● Activity
What you return must match the entries exactly, except that the pictures are gone.

BEGIN Data for this task

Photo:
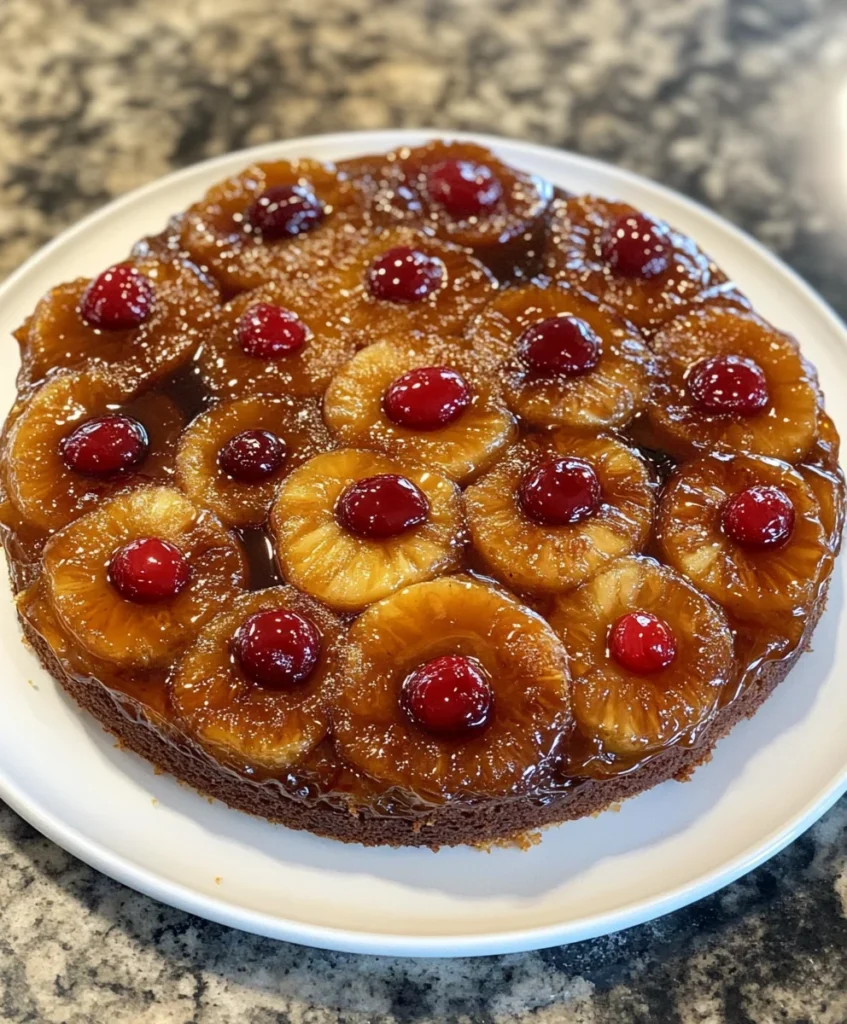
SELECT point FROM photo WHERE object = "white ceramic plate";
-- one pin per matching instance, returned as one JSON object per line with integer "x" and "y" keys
{"x": 770, "y": 779}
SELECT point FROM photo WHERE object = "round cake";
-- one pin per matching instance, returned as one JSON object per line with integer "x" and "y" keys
{"x": 413, "y": 501}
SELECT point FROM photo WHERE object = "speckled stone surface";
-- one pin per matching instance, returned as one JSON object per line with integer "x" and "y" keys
{"x": 742, "y": 105}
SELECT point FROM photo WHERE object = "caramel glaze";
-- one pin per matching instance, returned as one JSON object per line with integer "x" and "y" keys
{"x": 323, "y": 777}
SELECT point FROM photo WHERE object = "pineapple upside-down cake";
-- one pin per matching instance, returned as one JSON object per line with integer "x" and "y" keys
{"x": 412, "y": 501}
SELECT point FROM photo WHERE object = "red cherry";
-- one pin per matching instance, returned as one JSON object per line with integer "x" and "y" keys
{"x": 405, "y": 274}
{"x": 119, "y": 299}
{"x": 426, "y": 398}
{"x": 147, "y": 569}
{"x": 449, "y": 696}
{"x": 759, "y": 517}
{"x": 560, "y": 346}
{"x": 728, "y": 384}
{"x": 463, "y": 187}
{"x": 637, "y": 247}
{"x": 268, "y": 332}
{"x": 252, "y": 456}
{"x": 382, "y": 506}
{"x": 285, "y": 211}
{"x": 106, "y": 444}
{"x": 560, "y": 492}
{"x": 642, "y": 642}
{"x": 278, "y": 648}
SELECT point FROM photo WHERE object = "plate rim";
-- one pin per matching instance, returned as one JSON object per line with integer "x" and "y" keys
{"x": 181, "y": 896}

END Data for this task

● Written answer
Photo:
SELECT point FROM photo WHERE object = "white ceramic plate";
-- one pin per matching instance, returned as one JSON object per line with integer "x" and "y" keys
{"x": 770, "y": 779}
SELECT point FROM photo WHERE object = "round cake";
-- one pin per matching instance, returned as one JSON object per line with integer "x" and "y" keys
{"x": 413, "y": 501}
SELECT point FROM photo WHERE object = "speckled stone surface";
-- one pin per matching instance, returned as one JSON object per line with integer "x" and "y" keys
{"x": 742, "y": 105}
SELECT point FROM photo WHERE object = "caramel glaze";
-- one pin per matching instance, returned as one JSON object per line with integer "x" and "y" keys
{"x": 323, "y": 777}
SELECT point FROM photo WHERE object = "pineapple upside-down cake";
-- one pin per matching instance, returned as one JSON object per line with integer "x" and "y" keys
{"x": 412, "y": 501}
SELECT point FROM photo WHERE object = "red cherry";
-- one pin per matching instance, returned as one JSON object per line with integer "x" and "y" keys
{"x": 405, "y": 274}
{"x": 119, "y": 299}
{"x": 426, "y": 398}
{"x": 147, "y": 569}
{"x": 449, "y": 696}
{"x": 759, "y": 517}
{"x": 560, "y": 346}
{"x": 728, "y": 384}
{"x": 463, "y": 187}
{"x": 637, "y": 247}
{"x": 268, "y": 332}
{"x": 252, "y": 456}
{"x": 382, "y": 506}
{"x": 285, "y": 211}
{"x": 106, "y": 444}
{"x": 560, "y": 492}
{"x": 642, "y": 642}
{"x": 278, "y": 648}
SELECT point FROM photo WHERE object = "plate rim";
-- one pin per matching instance, returned as one JSON object per line with integer "x" and "y" keys
{"x": 181, "y": 896}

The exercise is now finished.